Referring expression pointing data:
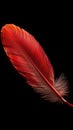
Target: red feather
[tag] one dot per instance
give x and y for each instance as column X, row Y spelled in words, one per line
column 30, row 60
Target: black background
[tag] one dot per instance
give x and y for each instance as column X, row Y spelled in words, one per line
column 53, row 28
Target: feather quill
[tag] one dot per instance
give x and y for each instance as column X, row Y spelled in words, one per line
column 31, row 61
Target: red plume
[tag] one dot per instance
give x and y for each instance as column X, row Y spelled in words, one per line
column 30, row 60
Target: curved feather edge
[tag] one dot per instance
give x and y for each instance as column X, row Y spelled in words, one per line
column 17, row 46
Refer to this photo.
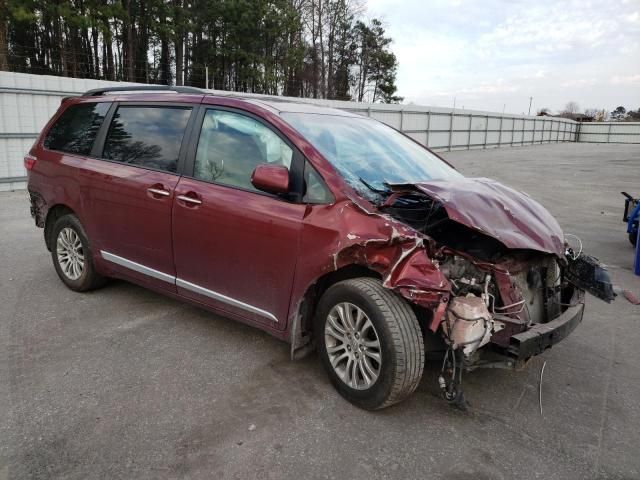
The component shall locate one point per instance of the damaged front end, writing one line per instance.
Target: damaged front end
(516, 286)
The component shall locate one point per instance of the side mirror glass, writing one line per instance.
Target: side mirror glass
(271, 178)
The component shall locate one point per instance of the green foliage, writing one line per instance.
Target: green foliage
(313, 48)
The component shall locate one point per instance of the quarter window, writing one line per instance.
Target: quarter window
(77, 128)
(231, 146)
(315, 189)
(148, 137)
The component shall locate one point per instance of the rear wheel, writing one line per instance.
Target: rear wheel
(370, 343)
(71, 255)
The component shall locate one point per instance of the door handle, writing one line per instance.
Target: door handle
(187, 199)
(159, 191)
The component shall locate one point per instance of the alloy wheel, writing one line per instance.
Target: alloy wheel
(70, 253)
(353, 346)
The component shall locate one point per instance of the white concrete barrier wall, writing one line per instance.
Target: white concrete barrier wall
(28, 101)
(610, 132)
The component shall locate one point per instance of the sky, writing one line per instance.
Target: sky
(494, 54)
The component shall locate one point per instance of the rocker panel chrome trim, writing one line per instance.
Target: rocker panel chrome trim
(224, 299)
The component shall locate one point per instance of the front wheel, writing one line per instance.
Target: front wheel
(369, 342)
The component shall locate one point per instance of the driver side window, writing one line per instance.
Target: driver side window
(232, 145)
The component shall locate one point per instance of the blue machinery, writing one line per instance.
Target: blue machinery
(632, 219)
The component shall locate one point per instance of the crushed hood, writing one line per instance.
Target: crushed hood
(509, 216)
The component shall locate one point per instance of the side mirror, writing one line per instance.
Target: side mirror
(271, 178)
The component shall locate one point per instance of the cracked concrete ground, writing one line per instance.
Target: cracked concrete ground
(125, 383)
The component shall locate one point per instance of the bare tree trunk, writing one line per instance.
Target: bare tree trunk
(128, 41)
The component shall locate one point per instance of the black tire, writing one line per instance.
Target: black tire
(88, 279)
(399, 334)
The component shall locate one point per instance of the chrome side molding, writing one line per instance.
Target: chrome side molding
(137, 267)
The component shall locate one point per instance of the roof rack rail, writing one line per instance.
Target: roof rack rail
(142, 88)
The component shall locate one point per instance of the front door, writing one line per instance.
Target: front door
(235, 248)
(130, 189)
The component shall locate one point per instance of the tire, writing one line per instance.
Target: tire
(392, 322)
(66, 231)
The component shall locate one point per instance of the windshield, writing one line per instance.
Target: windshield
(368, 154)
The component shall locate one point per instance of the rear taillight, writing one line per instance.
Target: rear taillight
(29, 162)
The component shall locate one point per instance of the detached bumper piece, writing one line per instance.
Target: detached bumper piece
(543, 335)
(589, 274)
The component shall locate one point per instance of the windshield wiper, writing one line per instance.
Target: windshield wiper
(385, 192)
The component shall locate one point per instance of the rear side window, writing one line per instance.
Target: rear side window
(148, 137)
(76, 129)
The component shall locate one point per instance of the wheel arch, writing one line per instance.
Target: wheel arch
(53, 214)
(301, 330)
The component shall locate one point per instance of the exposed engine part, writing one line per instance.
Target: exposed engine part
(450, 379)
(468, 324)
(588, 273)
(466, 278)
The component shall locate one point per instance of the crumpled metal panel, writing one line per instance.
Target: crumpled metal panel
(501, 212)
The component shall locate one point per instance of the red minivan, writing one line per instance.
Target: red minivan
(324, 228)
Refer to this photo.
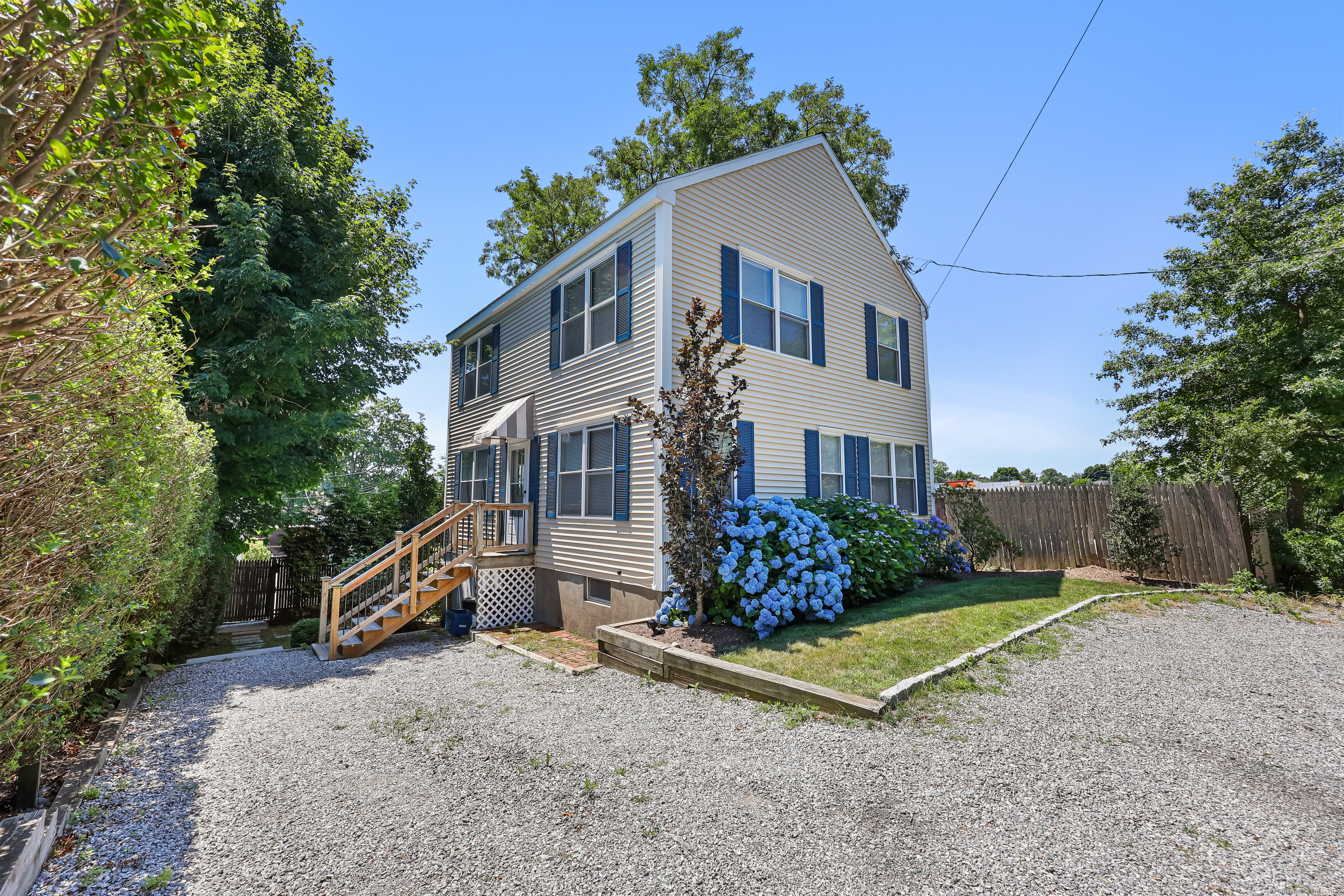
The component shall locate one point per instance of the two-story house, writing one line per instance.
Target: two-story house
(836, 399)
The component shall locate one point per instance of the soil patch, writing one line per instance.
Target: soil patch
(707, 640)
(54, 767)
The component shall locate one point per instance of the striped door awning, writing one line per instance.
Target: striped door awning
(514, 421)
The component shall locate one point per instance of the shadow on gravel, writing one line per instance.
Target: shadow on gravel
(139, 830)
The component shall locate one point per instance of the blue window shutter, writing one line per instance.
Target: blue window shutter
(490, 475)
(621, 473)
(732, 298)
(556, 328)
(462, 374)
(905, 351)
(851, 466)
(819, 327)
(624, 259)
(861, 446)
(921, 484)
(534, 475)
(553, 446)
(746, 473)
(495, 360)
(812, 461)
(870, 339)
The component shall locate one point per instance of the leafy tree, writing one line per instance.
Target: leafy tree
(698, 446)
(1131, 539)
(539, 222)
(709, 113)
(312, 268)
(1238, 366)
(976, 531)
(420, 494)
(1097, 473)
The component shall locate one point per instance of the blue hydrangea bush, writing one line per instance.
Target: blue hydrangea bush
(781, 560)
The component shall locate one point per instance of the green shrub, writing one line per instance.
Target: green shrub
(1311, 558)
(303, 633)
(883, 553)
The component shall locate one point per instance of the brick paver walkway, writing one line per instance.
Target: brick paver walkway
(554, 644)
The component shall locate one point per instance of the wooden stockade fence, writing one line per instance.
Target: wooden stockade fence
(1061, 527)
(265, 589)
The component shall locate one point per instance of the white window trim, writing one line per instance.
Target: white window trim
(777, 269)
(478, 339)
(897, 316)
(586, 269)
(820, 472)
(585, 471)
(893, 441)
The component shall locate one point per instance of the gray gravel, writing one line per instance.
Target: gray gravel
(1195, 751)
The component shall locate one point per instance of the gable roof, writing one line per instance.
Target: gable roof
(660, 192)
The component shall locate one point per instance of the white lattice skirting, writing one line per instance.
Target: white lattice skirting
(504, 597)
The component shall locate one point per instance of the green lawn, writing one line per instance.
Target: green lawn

▶ [YOUR TASK]:
Lines with "feather": return each one from the data above.

▶ [RESPONSE FOR THIS EXERCISE]:
Target: red feather
Target: feather quill
Target: curved feather edge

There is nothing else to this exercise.